START AVAILABLE DATA

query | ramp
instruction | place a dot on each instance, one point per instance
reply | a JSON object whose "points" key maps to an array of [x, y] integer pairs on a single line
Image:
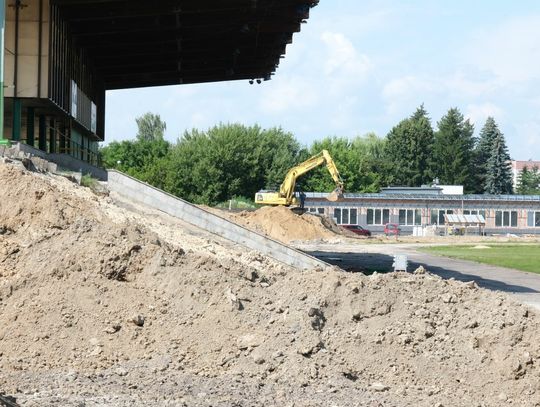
{"points": [[136, 190]]}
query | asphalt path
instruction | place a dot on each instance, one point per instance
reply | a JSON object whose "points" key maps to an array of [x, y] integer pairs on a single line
{"points": [[524, 286]]}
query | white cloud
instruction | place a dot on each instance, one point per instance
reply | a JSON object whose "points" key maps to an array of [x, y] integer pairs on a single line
{"points": [[342, 59], [529, 140], [288, 93], [478, 113], [510, 51]]}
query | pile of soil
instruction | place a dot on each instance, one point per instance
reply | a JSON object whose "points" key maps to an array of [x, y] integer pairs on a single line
{"points": [[102, 306], [282, 224]]}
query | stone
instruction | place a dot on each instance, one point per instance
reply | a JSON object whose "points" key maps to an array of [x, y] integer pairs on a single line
{"points": [[137, 320], [378, 386], [420, 270], [249, 341]]}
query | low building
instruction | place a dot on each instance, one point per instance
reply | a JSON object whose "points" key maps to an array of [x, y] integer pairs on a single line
{"points": [[518, 214], [518, 166]]}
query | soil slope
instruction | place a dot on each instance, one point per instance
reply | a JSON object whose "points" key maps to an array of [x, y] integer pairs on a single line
{"points": [[102, 306]]}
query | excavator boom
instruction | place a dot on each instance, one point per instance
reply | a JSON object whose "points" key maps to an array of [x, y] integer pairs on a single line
{"points": [[285, 196]]}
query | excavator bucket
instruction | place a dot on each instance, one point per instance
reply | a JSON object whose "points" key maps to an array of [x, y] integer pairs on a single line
{"points": [[336, 195]]}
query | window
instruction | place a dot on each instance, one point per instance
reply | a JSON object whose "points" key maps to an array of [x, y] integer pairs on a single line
{"points": [[437, 215], [346, 216], [506, 219], [480, 212], [337, 215], [533, 219], [353, 217], [410, 217], [378, 216]]}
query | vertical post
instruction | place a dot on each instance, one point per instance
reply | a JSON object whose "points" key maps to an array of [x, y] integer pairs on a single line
{"points": [[3, 141], [17, 111], [30, 124], [52, 137], [42, 141]]}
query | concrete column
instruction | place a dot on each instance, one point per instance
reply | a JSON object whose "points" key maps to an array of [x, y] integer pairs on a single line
{"points": [[17, 111], [30, 130], [52, 137], [42, 143]]}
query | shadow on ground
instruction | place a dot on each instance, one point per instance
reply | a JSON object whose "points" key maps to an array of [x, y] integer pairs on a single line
{"points": [[368, 263]]}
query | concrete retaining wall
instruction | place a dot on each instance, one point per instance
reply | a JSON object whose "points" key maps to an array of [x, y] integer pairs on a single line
{"points": [[139, 191]]}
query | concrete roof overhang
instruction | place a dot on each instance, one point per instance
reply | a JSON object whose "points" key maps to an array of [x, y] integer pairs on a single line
{"points": [[136, 43]]}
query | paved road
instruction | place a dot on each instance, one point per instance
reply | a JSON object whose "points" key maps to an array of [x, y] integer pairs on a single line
{"points": [[379, 257]]}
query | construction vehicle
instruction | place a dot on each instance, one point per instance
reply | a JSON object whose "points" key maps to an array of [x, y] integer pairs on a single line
{"points": [[286, 195]]}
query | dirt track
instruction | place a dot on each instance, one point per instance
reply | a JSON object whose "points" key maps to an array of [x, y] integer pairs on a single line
{"points": [[108, 305]]}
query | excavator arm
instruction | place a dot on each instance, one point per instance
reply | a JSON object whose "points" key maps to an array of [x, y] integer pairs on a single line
{"points": [[285, 196]]}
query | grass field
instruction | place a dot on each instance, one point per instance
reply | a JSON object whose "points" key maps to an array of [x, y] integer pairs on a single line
{"points": [[524, 257]]}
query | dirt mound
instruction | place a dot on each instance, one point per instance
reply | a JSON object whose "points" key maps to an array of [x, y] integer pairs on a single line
{"points": [[97, 308], [281, 223]]}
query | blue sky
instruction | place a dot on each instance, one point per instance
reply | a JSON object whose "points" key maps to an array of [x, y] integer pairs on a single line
{"points": [[362, 66]]}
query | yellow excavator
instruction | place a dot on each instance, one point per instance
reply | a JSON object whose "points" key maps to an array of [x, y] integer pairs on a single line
{"points": [[286, 196]]}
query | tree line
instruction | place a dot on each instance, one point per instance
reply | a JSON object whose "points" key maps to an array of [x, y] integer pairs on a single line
{"points": [[234, 160]]}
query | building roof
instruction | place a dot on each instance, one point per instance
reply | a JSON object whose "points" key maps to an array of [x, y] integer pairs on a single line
{"points": [[136, 43], [416, 197], [464, 219]]}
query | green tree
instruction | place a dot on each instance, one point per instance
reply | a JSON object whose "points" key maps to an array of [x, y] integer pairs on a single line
{"points": [[358, 161], [150, 127], [408, 149], [529, 181], [499, 172], [453, 150], [482, 153], [229, 161]]}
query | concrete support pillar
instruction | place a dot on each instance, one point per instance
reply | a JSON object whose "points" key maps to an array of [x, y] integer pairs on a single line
{"points": [[30, 127], [17, 111], [62, 141], [52, 137], [42, 142]]}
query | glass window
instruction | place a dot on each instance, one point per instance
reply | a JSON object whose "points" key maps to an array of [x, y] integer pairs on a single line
{"points": [[513, 219], [402, 217], [417, 217], [441, 217], [337, 215], [353, 217], [434, 216], [498, 218], [386, 216], [530, 219], [345, 216], [378, 216], [506, 218], [410, 219], [370, 217]]}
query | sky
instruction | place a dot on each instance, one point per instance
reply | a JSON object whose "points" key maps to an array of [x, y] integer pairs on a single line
{"points": [[362, 66]]}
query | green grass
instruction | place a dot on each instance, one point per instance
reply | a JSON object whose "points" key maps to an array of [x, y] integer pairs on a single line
{"points": [[524, 257]]}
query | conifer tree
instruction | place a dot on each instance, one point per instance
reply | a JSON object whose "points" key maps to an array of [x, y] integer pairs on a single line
{"points": [[499, 172], [482, 153], [408, 149], [453, 150]]}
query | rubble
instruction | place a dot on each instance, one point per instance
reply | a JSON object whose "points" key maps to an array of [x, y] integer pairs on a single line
{"points": [[80, 275]]}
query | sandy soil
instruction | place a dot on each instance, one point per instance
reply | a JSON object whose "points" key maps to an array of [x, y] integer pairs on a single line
{"points": [[107, 305]]}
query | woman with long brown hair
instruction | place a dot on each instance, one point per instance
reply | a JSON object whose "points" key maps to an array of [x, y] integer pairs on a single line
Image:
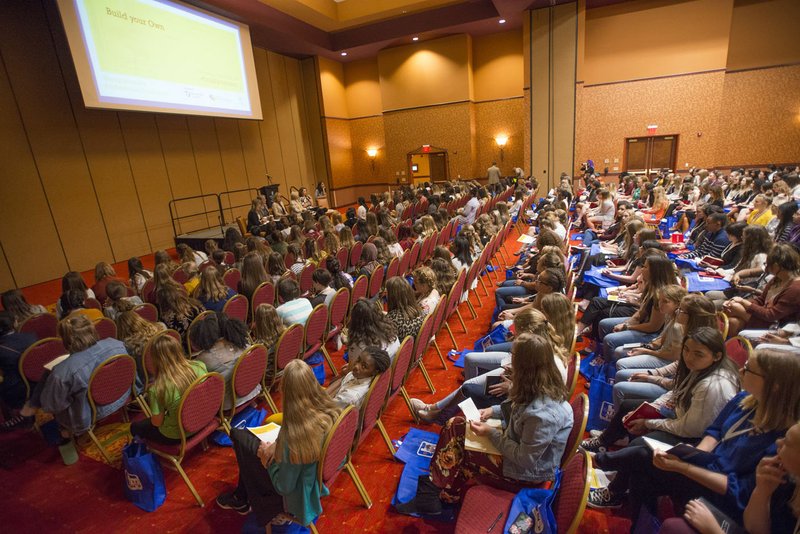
{"points": [[280, 478], [535, 422]]}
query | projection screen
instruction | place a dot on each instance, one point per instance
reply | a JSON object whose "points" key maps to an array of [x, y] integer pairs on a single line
{"points": [[161, 56]]}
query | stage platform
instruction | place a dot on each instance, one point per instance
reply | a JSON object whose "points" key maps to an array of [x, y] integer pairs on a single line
{"points": [[197, 239]]}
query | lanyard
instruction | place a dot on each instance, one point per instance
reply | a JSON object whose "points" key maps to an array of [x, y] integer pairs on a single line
{"points": [[734, 431]]}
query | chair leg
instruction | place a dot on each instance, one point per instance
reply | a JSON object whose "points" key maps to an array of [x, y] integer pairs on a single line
{"points": [[406, 398], [185, 478], [452, 337], [100, 446], [385, 436], [461, 320], [330, 361], [359, 486], [426, 376]]}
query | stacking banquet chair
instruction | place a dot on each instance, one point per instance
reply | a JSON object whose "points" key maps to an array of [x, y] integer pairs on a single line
{"points": [[147, 311], [420, 346], [315, 335], [236, 308], [288, 347], [249, 372], [232, 277], [337, 312], [199, 415], [32, 362], [371, 408], [105, 328], [482, 503], [400, 368], [739, 350], [42, 325], [336, 450], [264, 294], [111, 381]]}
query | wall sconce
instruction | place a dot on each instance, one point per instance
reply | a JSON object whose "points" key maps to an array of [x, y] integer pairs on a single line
{"points": [[372, 153], [501, 141]]}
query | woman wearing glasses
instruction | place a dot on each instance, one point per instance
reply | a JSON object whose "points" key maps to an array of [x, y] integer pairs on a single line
{"points": [[741, 435]]}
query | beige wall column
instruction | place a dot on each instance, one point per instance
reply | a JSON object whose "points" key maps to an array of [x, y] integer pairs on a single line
{"points": [[552, 49]]}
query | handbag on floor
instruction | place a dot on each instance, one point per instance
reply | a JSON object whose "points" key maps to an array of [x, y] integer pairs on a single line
{"points": [[144, 480]]}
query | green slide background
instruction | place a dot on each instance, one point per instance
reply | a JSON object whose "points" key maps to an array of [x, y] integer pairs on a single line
{"points": [[186, 51]]}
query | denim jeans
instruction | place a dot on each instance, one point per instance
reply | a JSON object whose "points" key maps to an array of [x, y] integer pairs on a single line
{"points": [[612, 340]]}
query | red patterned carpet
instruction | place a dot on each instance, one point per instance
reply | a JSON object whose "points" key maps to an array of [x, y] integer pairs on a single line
{"points": [[41, 494]]}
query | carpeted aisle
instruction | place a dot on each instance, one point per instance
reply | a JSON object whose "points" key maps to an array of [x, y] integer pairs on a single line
{"points": [[41, 494]]}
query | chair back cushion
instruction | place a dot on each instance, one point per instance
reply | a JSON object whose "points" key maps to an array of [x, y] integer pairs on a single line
{"points": [[112, 380], [337, 445], [32, 361], [42, 325], [236, 308], [289, 345], [201, 402], [373, 402], [249, 370]]}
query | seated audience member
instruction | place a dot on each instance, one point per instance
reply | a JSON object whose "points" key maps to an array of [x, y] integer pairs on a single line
{"points": [[135, 332], [705, 380], [537, 420], [73, 303], [176, 309], [352, 388], [221, 341], [425, 289], [139, 275], [14, 302], [71, 280], [174, 373], [369, 326], [280, 478], [773, 505], [339, 278], [403, 309], [212, 292], [743, 433], [12, 345], [63, 391], [322, 292], [478, 366], [118, 300], [293, 309], [777, 303]]}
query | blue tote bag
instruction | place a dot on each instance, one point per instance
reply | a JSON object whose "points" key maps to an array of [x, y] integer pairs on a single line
{"points": [[144, 480]]}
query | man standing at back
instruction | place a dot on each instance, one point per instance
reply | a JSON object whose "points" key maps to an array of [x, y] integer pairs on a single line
{"points": [[493, 173]]}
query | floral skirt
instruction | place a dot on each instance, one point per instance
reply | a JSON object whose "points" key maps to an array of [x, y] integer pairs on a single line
{"points": [[453, 467]]}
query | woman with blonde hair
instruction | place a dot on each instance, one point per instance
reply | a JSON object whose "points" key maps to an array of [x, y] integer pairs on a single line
{"points": [[280, 478], [536, 421], [174, 373], [212, 291]]}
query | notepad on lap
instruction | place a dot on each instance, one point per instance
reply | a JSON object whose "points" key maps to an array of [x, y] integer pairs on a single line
{"points": [[267, 433], [52, 363]]}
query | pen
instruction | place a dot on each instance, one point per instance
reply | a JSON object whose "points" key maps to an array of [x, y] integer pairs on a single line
{"points": [[494, 523]]}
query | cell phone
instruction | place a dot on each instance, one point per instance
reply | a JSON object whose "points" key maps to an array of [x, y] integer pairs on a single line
{"points": [[491, 381]]}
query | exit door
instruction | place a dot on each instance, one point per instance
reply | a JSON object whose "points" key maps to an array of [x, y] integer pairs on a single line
{"points": [[643, 154]]}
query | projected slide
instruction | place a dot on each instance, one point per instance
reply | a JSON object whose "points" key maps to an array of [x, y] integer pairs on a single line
{"points": [[163, 56]]}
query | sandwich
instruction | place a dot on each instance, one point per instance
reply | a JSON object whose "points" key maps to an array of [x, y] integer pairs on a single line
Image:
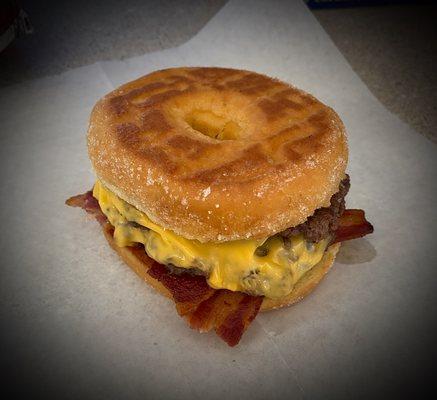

END AVAILABLE DATA

PROBLEM DETAILS =>
Rewrite everything from the line containing "query | sandwich" down to the end of the rows, changing "place a dot" to "mark a point" and keeping all else as is. Omit the pictures from your answer.

COMPLETED TASK =>
query | sandwich
instruction | mark a point on each instance, one point per instance
reply | a JSON object whose "points" key maps to an array of [x, y] integer pairs on a single line
Image:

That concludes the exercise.